TEXT SHOWN -
++++++
# Delete



## LaManchamaniac (Dec 8, 2016)

delete


----------



## Suzanne_Tyler (Jul 19, 2014)

I find it is way easier to just hand milk. We have three does as well.


----------



## nancy d (Oct 5, 2007)

I agree, with only three does it should go quickly unless you have arthiritis or something. You will spend more time cleaning equipment.
As for actual milking time, it usually takes less than two minutes.


----------



## lovinglife (Jun 6, 2013)

If you are like me 3 milking does turn into 5 or 6 or 8 pretty fast, I am away from home 12 hours a day and work at a desk, all that hand milking morning and night was taking a toll on my carpal. I broke down and got a Simple Pulse milking machine, it takes maybe 3 minutes to clean after each milking and a total take apart every weekend, so worth it. Last year I was milking 7 twice a day, couldn't do that by hand.


----------



## wndngrvr (Dec 10, 2011)

I have a converted surge milker. If you check out my web page Windingrvrfarm.com I show what we did. It cost about 700. all totaled, better than the new ones. I have been using it for 3 years now and really like it. Not bad to clean either. I have arthritis in my hands and Nigerians so some teats are kind of small.


----------



## sassykat6181 (Nov 28, 2012)

I got mine from Perry's Milkers in Louisiana.

http://www.perrysmilkers.com/Products_2.html


----------



## Suzanne_Tyler (Jul 19, 2014)

Just don't get the Udderly EZ. I got one and it didn't really work. There was nothing actually wrong with it, but it took about twice as long with the milker than hand milking. Had to bunp and massage the udder, and poke and prod and readjust the milker every ten seconds. And they don't except returns.


----------



## IHEARTGOATS (Jun 14, 2016)

Suzanne_Tyler said:


> Just don't get the Udderly EZ. I got one and it didn't really work. There was nothing actually wrong with it, but it took about twice as long with the milker than hand milking. Had to bunp and massage the udder, and poke and prod and readjust the milker every ten seconds. And they don't except returns.


We've got one and it works great.


----------



## Jessica84 (Oct 27, 2011)
++++++
Object location annotation data:

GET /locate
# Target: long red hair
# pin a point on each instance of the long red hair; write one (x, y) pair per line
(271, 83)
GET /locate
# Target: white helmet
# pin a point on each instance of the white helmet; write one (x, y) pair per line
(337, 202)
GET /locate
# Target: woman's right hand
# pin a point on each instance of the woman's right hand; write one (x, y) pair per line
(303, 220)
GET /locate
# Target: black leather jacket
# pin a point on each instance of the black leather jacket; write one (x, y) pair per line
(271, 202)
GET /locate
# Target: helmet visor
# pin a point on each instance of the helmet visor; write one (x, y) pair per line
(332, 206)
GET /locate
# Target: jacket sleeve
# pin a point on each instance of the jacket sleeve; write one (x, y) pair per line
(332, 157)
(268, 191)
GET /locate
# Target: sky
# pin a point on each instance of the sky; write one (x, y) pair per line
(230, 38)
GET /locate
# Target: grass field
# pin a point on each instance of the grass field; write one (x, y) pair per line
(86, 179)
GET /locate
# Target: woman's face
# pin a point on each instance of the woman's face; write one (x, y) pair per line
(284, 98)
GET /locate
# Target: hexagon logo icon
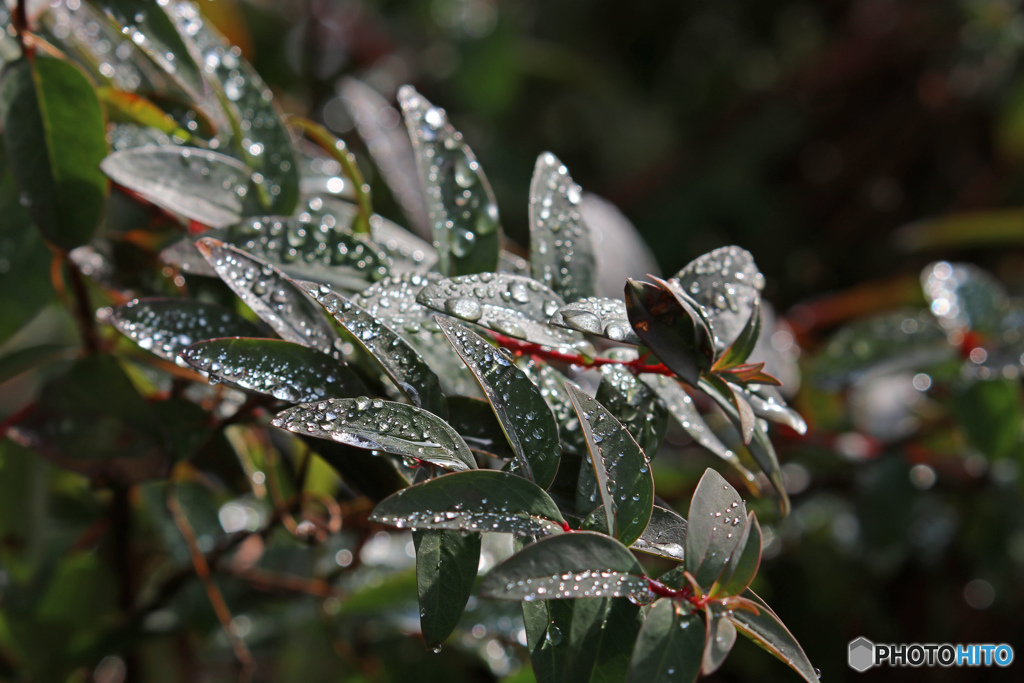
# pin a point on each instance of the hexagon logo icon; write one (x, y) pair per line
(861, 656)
++++++
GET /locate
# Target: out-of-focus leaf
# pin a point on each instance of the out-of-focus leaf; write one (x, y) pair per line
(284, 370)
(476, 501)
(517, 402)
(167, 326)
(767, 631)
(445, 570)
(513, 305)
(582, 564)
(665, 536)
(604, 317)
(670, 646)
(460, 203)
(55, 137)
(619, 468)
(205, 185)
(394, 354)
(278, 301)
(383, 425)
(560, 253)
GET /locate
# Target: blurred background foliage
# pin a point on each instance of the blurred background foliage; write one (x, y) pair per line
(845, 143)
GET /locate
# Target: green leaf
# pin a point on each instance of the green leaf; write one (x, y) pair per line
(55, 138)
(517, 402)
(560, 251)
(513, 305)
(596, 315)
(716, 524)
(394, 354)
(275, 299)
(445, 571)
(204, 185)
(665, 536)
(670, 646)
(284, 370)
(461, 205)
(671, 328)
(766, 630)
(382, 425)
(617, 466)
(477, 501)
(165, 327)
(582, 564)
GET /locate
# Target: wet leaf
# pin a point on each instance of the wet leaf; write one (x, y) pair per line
++++++
Pick up the forum thread about milking goats by hand or by machine where it stops, starting with the post under the last name.

WRITTEN RESPONSE -
Suzanne_Tyler said:


> Just don't get the Udderly EZ. I got one and it didn't really work. There was nothing actually wrong with it, but it took about twice as long with the milker than hand milking. Had to bunp and massage the udder, and poke and prod and readjust the milker every ten seconds. And they don't except returns.


I agree! I have one, I bought it when my doe cut her teat and I thought that it wouldn't go as far up as my hand.....which I did! But it's slow and doesn't get all the milk out. For me it wasn't a total waste of money because I have boers and little teats and I use it to steal colostrum. But for someone really wanting to milk I wouldn't go for it. I think it wouldn't take long for the doe to dry up since it leaves quite a bit behind


----------



## IHEARTGOATS (Jun 14, 2016)

Jessica84 said:


> I agree! I have one, I bought it when my doe cut her teat and I thought that it wouldn't go as far up as my hand.....which I did! But it's slow and doesn't get all the milk out. For me it wasn't a total waste of money because I have boers and little teats and I use it to steal colostrum. But for someone really wanting to milk I wouldn't go for it. I think it wouldn't take long for the doe to dry up since it leaves quite a bit behind


We had 8 does on milk test and we use an Udderly Ez.

I agree you do have to hand strip the last milk out.

But, we can get the first 3 cups out in less than 2 minutes.


----------



## Suzanne_Tyler (Jul 19, 2014)

Wow, that's pretty good. I think it has a lot to do with how well their milk lets down. My does don't let their milk down very easily.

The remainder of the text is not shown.